SET EXERCISE
Identify and copy every line of the records that contains the string "blurred". Case counts.

----

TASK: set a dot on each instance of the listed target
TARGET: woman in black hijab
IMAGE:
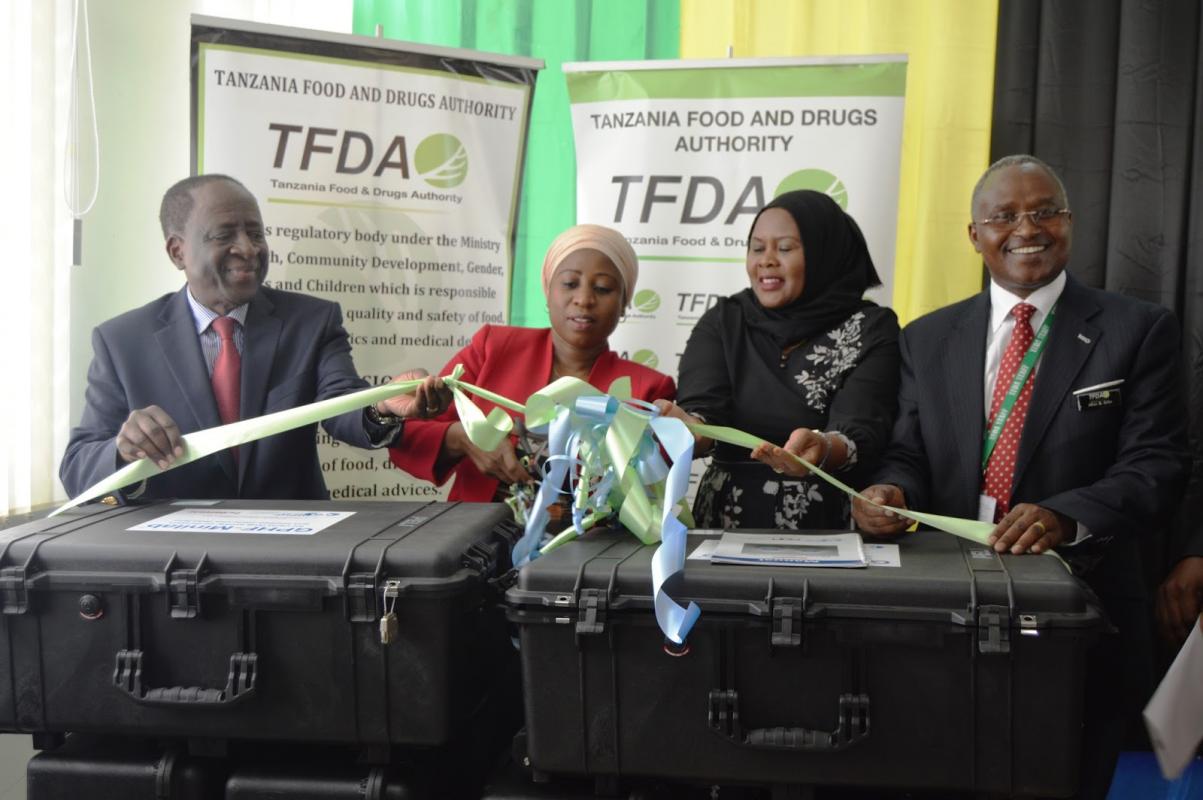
(799, 357)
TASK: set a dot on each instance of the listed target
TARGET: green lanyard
(1017, 385)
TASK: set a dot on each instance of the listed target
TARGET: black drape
(1109, 93)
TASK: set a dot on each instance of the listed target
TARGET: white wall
(141, 72)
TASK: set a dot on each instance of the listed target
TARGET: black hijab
(839, 271)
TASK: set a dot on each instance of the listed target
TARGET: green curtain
(557, 31)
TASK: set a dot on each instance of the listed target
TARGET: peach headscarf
(605, 241)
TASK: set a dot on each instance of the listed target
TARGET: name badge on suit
(1104, 395)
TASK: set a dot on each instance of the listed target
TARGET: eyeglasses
(1009, 219)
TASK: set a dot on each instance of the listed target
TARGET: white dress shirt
(997, 337)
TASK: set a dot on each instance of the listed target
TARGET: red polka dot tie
(227, 372)
(1001, 468)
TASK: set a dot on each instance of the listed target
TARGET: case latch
(12, 590)
(361, 597)
(591, 612)
(184, 593)
(994, 629)
(128, 675)
(787, 622)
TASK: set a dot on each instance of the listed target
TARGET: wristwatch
(383, 420)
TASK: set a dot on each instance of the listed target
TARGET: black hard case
(119, 769)
(254, 636)
(956, 670)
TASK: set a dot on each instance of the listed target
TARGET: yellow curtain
(946, 134)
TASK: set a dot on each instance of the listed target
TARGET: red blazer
(515, 362)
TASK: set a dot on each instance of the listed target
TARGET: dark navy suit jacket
(295, 351)
(1119, 469)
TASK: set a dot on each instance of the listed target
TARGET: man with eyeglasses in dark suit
(1054, 410)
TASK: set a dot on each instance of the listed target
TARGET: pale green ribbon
(972, 529)
(206, 443)
(636, 510)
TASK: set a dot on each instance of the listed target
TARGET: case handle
(239, 683)
(852, 727)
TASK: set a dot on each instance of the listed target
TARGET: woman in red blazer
(588, 277)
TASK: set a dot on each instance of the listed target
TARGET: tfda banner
(680, 156)
(387, 175)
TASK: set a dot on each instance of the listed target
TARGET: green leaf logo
(817, 181)
(442, 160)
(645, 357)
(646, 301)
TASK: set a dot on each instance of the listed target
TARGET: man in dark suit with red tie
(220, 349)
(1054, 410)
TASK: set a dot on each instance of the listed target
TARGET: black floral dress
(843, 380)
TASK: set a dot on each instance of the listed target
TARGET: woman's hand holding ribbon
(804, 443)
(875, 520)
(501, 463)
(430, 398)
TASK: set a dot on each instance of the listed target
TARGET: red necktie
(227, 372)
(1000, 470)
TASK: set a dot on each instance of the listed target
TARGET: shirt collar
(203, 316)
(1043, 298)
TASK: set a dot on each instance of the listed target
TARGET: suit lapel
(262, 333)
(182, 351)
(964, 367)
(1071, 341)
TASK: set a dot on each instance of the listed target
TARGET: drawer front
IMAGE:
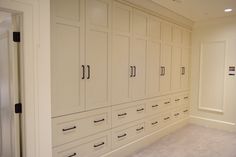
(125, 134)
(176, 114)
(166, 104)
(153, 123)
(92, 146)
(125, 114)
(154, 106)
(69, 128)
(166, 119)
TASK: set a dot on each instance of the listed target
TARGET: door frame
(35, 74)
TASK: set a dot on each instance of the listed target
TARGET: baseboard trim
(143, 142)
(212, 123)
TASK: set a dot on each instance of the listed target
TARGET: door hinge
(18, 108)
(16, 36)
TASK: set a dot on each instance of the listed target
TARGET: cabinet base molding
(212, 123)
(143, 142)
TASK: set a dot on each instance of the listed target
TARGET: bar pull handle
(72, 155)
(155, 106)
(141, 109)
(140, 129)
(97, 121)
(135, 72)
(166, 118)
(122, 135)
(131, 71)
(88, 66)
(67, 129)
(123, 114)
(154, 123)
(83, 69)
(98, 145)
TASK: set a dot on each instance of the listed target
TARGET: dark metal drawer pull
(154, 122)
(74, 127)
(176, 114)
(140, 129)
(166, 118)
(155, 105)
(98, 145)
(122, 135)
(141, 109)
(123, 114)
(72, 155)
(96, 121)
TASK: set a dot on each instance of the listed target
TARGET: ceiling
(198, 10)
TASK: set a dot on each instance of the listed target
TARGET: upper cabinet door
(67, 56)
(153, 57)
(121, 48)
(185, 69)
(165, 69)
(98, 41)
(166, 32)
(139, 53)
(176, 69)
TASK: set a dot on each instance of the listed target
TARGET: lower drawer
(127, 133)
(153, 123)
(92, 146)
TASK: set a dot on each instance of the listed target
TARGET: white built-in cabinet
(118, 73)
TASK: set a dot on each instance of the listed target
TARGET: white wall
(221, 29)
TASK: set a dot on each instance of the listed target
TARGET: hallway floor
(193, 141)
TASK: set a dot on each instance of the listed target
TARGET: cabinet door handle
(166, 118)
(162, 70)
(97, 121)
(140, 129)
(88, 66)
(135, 71)
(183, 70)
(131, 71)
(141, 109)
(154, 123)
(122, 114)
(176, 114)
(67, 129)
(122, 135)
(72, 155)
(154, 106)
(83, 71)
(177, 99)
(98, 145)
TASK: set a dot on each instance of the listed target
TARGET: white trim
(212, 123)
(36, 74)
(200, 107)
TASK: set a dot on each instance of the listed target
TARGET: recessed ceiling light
(228, 10)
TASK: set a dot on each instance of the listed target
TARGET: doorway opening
(10, 85)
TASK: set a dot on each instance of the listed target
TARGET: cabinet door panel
(185, 64)
(97, 53)
(97, 59)
(166, 31)
(176, 69)
(120, 69)
(139, 61)
(155, 29)
(153, 68)
(65, 71)
(166, 63)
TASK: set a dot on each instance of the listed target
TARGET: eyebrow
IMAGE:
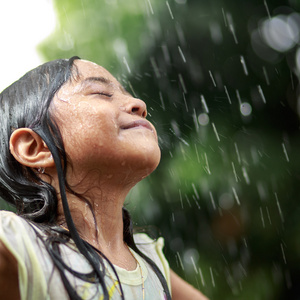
(97, 79)
(103, 80)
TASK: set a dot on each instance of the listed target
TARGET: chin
(147, 162)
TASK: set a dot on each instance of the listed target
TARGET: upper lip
(138, 123)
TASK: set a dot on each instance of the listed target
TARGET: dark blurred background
(221, 82)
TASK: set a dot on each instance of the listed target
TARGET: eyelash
(103, 94)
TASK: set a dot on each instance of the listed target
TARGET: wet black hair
(25, 104)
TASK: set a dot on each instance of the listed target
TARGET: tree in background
(221, 84)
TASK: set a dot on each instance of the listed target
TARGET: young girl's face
(103, 127)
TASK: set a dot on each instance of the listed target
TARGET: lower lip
(140, 127)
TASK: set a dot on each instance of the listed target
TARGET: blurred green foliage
(225, 196)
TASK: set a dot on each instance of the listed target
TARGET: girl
(73, 144)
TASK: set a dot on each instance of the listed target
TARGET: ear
(29, 149)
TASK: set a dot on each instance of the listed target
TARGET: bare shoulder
(9, 284)
(181, 290)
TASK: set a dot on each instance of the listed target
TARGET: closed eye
(103, 94)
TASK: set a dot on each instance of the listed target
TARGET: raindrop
(292, 81)
(237, 152)
(234, 171)
(203, 119)
(173, 217)
(201, 276)
(195, 191)
(223, 13)
(236, 196)
(238, 96)
(243, 62)
(195, 120)
(194, 265)
(212, 277)
(246, 109)
(180, 197)
(266, 76)
(170, 11)
(227, 94)
(216, 33)
(180, 260)
(215, 130)
(212, 78)
(245, 174)
(126, 64)
(262, 217)
(231, 27)
(188, 201)
(226, 201)
(132, 90)
(283, 254)
(204, 104)
(162, 101)
(186, 107)
(261, 191)
(267, 9)
(180, 34)
(279, 208)
(280, 34)
(181, 54)
(261, 93)
(269, 217)
(212, 200)
(154, 66)
(207, 165)
(150, 6)
(182, 83)
(285, 152)
(197, 154)
(166, 53)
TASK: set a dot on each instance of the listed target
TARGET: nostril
(135, 109)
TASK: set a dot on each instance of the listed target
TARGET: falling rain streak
(267, 9)
(126, 64)
(182, 83)
(234, 171)
(279, 208)
(181, 54)
(216, 132)
(243, 62)
(207, 165)
(261, 93)
(204, 104)
(170, 11)
(236, 196)
(262, 217)
(227, 94)
(212, 78)
(212, 200)
(285, 152)
(237, 153)
(245, 174)
(150, 6)
(212, 277)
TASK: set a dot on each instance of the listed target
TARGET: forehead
(89, 69)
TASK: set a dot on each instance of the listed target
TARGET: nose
(137, 107)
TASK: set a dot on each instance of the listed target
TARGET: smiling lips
(138, 124)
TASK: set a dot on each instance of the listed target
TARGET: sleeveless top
(39, 279)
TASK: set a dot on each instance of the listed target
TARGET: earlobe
(29, 149)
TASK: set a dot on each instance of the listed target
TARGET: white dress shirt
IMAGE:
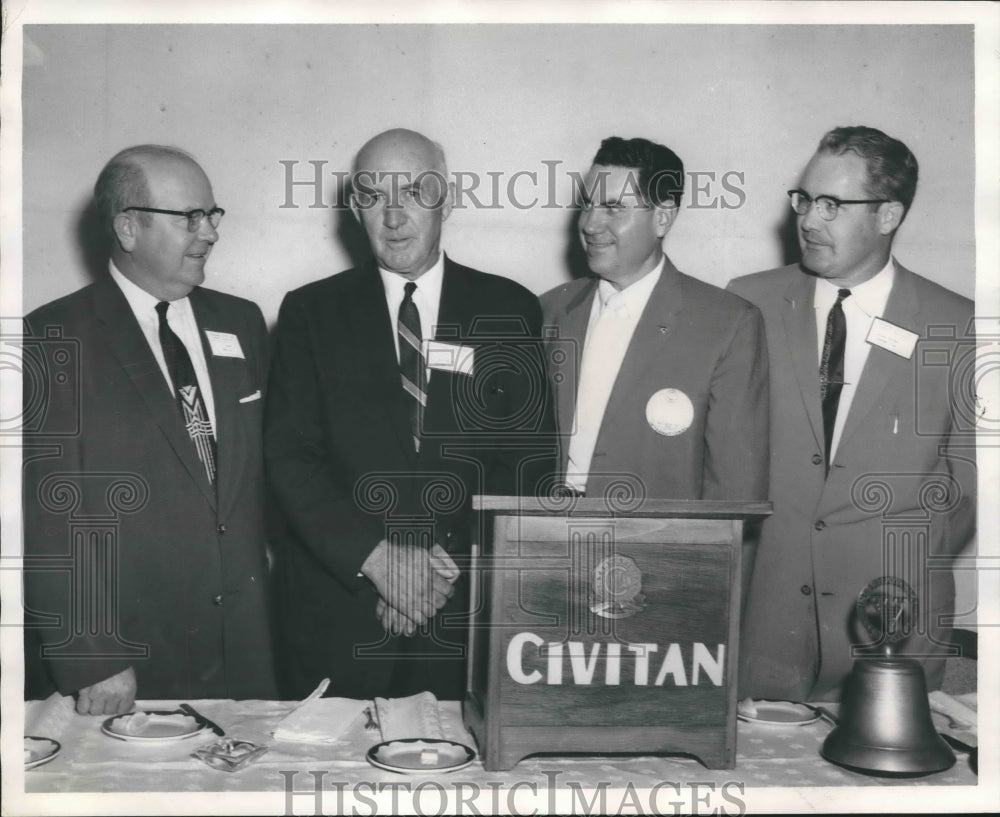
(180, 317)
(426, 297)
(613, 318)
(866, 303)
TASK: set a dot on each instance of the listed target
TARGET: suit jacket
(899, 499)
(692, 337)
(341, 460)
(126, 541)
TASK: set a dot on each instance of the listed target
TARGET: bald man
(399, 389)
(144, 534)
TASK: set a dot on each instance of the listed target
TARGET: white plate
(159, 726)
(408, 756)
(39, 750)
(780, 713)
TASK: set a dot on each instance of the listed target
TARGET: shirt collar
(634, 297)
(870, 297)
(428, 284)
(142, 303)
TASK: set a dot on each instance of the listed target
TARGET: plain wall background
(748, 99)
(500, 98)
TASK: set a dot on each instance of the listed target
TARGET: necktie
(412, 369)
(189, 398)
(598, 369)
(831, 367)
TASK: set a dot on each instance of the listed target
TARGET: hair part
(892, 168)
(661, 172)
(122, 183)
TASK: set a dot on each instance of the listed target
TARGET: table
(89, 761)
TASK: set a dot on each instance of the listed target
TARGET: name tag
(224, 344)
(449, 357)
(894, 338)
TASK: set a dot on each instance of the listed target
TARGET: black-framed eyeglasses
(194, 217)
(826, 206)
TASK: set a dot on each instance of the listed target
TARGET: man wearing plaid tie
(873, 463)
(399, 389)
(144, 528)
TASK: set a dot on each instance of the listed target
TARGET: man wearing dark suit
(376, 439)
(143, 486)
(668, 391)
(870, 391)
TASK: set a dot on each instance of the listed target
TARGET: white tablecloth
(90, 761)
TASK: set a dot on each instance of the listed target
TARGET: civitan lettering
(613, 663)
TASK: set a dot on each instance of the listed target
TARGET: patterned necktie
(189, 398)
(831, 368)
(412, 368)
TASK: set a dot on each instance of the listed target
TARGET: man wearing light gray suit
(870, 393)
(665, 394)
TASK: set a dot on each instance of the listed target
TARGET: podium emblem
(617, 591)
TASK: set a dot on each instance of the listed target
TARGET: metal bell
(885, 722)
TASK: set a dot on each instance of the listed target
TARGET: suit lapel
(653, 334)
(883, 367)
(371, 331)
(573, 328)
(129, 347)
(799, 322)
(226, 376)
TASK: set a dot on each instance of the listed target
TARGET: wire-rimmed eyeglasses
(194, 217)
(826, 206)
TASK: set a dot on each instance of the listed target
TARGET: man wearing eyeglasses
(168, 600)
(870, 473)
(399, 389)
(667, 395)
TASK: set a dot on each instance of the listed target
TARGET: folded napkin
(414, 717)
(962, 717)
(323, 720)
(49, 718)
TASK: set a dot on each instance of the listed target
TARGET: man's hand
(112, 696)
(413, 584)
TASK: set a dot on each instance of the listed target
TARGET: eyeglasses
(826, 206)
(194, 217)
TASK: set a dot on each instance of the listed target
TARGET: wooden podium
(602, 629)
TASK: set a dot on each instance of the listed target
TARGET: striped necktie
(831, 368)
(412, 368)
(189, 397)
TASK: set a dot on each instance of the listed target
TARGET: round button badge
(669, 412)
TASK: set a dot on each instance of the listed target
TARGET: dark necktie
(412, 368)
(831, 367)
(189, 397)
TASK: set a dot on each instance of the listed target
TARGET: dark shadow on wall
(788, 235)
(576, 258)
(351, 236)
(93, 241)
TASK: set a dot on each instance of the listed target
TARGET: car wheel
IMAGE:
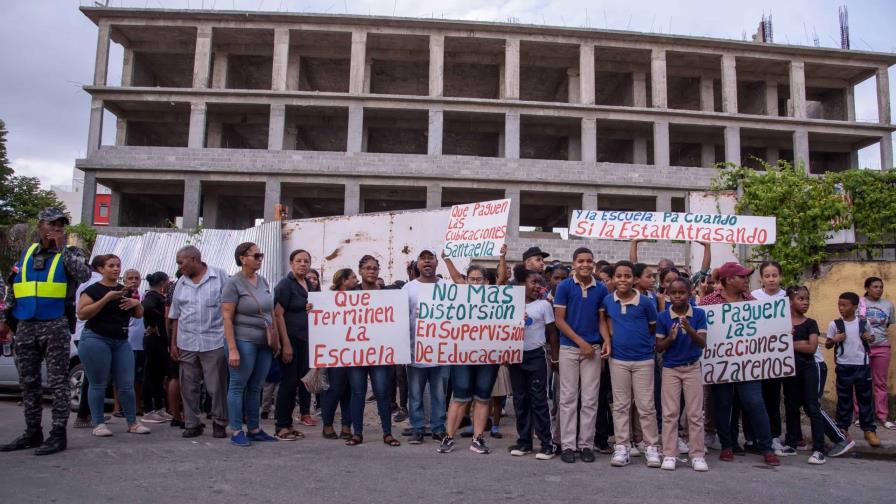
(75, 380)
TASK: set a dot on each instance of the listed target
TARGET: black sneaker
(478, 446)
(547, 452)
(519, 450)
(587, 455)
(446, 445)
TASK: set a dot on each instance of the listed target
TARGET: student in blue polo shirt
(681, 333)
(582, 349)
(631, 319)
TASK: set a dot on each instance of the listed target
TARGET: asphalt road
(164, 467)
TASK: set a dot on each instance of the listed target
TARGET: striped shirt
(197, 309)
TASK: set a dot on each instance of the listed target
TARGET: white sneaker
(699, 464)
(711, 441)
(653, 457)
(620, 456)
(668, 464)
(101, 431)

----

ANSWER BELOW
TARGET: dark blurred background
TARGET: blurred green foliage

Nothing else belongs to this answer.